(Dataset records about object locations)
━━━━━━━━━━━━━━━━━━━━━━━━━━━━━━
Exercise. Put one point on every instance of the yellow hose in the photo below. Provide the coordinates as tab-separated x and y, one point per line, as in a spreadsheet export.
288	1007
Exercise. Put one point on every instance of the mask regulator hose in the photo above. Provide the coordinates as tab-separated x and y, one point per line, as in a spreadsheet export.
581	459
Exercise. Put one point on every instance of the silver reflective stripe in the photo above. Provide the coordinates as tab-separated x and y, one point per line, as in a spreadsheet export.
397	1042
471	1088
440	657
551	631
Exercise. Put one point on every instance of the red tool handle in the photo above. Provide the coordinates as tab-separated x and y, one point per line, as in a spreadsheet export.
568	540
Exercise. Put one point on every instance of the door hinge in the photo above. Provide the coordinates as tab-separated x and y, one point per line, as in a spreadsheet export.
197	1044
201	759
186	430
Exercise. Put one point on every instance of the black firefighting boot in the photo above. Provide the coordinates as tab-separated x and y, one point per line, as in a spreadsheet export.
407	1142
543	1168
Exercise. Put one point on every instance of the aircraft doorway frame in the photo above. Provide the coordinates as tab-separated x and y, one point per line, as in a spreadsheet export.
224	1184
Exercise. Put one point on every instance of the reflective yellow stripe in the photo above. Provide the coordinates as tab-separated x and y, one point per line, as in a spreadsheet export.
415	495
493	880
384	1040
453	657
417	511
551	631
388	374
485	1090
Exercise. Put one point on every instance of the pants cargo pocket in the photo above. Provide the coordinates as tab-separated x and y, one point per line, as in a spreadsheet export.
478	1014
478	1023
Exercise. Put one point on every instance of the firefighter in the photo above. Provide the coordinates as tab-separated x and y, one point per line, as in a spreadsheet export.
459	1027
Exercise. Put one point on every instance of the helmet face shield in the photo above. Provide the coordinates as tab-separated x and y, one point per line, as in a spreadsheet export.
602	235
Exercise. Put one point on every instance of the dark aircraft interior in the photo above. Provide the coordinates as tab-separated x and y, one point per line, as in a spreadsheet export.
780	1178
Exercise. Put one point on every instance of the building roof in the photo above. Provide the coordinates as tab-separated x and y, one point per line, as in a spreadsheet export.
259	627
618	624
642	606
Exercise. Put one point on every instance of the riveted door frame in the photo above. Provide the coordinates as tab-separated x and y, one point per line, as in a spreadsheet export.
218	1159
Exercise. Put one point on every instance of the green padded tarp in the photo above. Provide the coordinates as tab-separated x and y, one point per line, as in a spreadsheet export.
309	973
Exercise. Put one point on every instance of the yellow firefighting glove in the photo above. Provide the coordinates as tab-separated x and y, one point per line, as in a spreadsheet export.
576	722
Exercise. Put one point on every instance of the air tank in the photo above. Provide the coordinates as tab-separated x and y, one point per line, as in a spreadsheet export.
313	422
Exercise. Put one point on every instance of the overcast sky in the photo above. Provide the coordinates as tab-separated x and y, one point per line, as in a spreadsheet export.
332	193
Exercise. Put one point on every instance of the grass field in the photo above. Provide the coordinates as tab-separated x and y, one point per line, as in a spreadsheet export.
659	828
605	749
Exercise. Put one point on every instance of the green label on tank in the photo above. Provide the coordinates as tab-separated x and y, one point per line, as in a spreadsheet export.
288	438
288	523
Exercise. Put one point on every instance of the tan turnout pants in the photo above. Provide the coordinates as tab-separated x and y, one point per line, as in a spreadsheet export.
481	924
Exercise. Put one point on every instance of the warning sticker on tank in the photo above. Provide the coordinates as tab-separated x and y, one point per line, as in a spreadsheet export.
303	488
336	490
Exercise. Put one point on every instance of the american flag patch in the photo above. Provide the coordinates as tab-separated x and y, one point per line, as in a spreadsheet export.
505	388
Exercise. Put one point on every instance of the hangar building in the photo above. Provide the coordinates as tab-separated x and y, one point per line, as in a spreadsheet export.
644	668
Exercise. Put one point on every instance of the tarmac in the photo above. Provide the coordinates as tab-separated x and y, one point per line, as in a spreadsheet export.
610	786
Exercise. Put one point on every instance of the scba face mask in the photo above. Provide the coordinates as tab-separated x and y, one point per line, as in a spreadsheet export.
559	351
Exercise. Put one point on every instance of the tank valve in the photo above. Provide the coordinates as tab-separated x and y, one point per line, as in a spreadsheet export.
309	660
━━━━━━━━━━━━━━━━━━━━━━━━━━━━━━
Exercise instructions:
Set down the entries above again, word for word.

Written reply:
Exercise. Put one point on every instance of the yellow hose in the photo below. Provide the coordinates as tab-separated x and y, one point per line, as in a spreadsheet export.
288	1007
Exercise. Put one point on every instance of the mask regulator hose in the photo above. Provide the coordinates as tab-separated x and y, one point per line, as in a spreadsheet export.
581	459
Exercise. Put one point on every instance of the silver reflective stripe in the photo above. Provide the coordinates as tab-separated x and y, one point per line, as in a spreadsheet export.
397	1042
471	1088
440	657
551	631
Exercise. Put one point on every instance of the red tool handle in the photo above. Provide the coordinates as tab-separated x and y, one point per line, as in a spreadsheet export.
568	540
Exercise. Put one point on every instance of the door hinge in the photo above. Provide the coordinates as tab-separated x and y, one point per line, as in a spreadsheet export.
197	1044
201	759
186	430
Exercise. Put one point on every instance of the black firefighting boot in the photo above. Provide the coordinates as tab-separated x and y, one point per line, as in a spreadsheet export.
407	1142
543	1168
Exercise. Put one point on every instance of the aircraft doorway frame in the photo above. Provide the coordinates as tab-separated x and y, one point per line, as in a spreadsheet export.
224	1184
Exercise. Put one point on every instance of the reflective yellow stripe in the photo above. Provide the coordinates as tab-separated x and y, one point per line, as in a spreadsheet export.
415	495
493	880
384	1040
453	657
417	511
551	631
388	374
485	1090
Exercise. Put one point on every instance of the pants cargo pocket in the photo above. Provide the coordinates as tab-separated x and y, one point per line, as in a spreadsheet export.
478	1014
478	1023
Exercise. Put one point on every instance of the firefighter in the photo above. Provide the coordinates as tab-separated x and y, one point per line, as in a spreadsheet export.
459	1027
Exercise. Put one point on every instance of the helmet face shield in the photo above. Provide the coordinates as tab-separated x and y, one point per line, as in a spreadsheet export.
602	235
Exercise. Put one point on every instance of the dark aircraft interior in the photo above. Provide the coordinates as tab-separated x and y, one point per line, as in a spreadsheet export.
780	1178
Exercise. Put one point on every instance of the building roof in the photo above. Provide the coordinates as tab-separated x and y, one point per line, as in a spreadsheet export.
259	627
618	624
642	606
Exercise. Put one point on every instance of the riveted door frame in the photo above. Provide the coordinates as tab-separated x and y, one point per line, as in a spreadsheet export.
218	1159
Exercise. Put one point on every instance of the green padded tarp in the photo above. Provide the coordinates as tab-separated x and y, one point per line, as in a spreadsheet export.
309	973
Exercise. Put one point on every instance of the yellow firefighting glove in the photo above. Provide the coordinates as tab-separated x and y, one point per line, as in a spreadsheet export.
576	722
Exercise. Put one point on every instance of the air tank in the photo above. Provide the coordinates as tab-separated x and y, one point per line, as in a spreadsheet export.
313	422
Exercise. Put one point on every instance of the overcast sky in the photo above. Provide the coordinates as tab-separated x and y, one point per line, as in a spreadsheet export.
332	193
Exercise. Put one point on every instance of the grass field in the photo above. Provide the coordinates as tab-separated x and y, one point per line, as in a spreadsheet export.
659	828
605	749
Exercise. Put one point on every instance of the green label on tank in the photo above. Provide the coordinates as tab-separated x and y, one point per line, as in a spreadsheet export.
288	438
288	523
Exercise. Put one point on every instance of the tan turnout pants in the photo above. Provide the coordinates as tab-separated x and y, one point per line, as in a spreadsheet export.
481	924
Exercise. Put one point on every instance of the warning sticker on tank in the photo above. Provide the coordinates as tab-separated x and y, one point per line, as in a spreadsheet export.
303	488
336	490
Exercise. Put one point on every instance of the american flag patch in the photo above. Provide the coordinates as tab-separated x and y, one point per line, as in a spreadsheet export.
505	388
Exercise. Put one point on every instance of the hangar building in the photo above. Provide the coordinates as tab-separated x and y, one point per line, as in a spreadsheet export.
644	668
Exercise. Put one point on every instance of the tarmac in the photo above. Provide the coordinates as tab-separated x and y, one point per line, as in a spreadsheet export.
610	786
Exercise. Put one point on every instance of the scba face mask in the photo above. Provide the coordinates as tab-separated x and y, one point per line, as in a spreadsheet export.
559	351
Exercise. Put one point on every instance of the tank valve in the photo above. Provide the coordinates as tab-separated x and y, one point per line, as in a spreadsheet export.
309	660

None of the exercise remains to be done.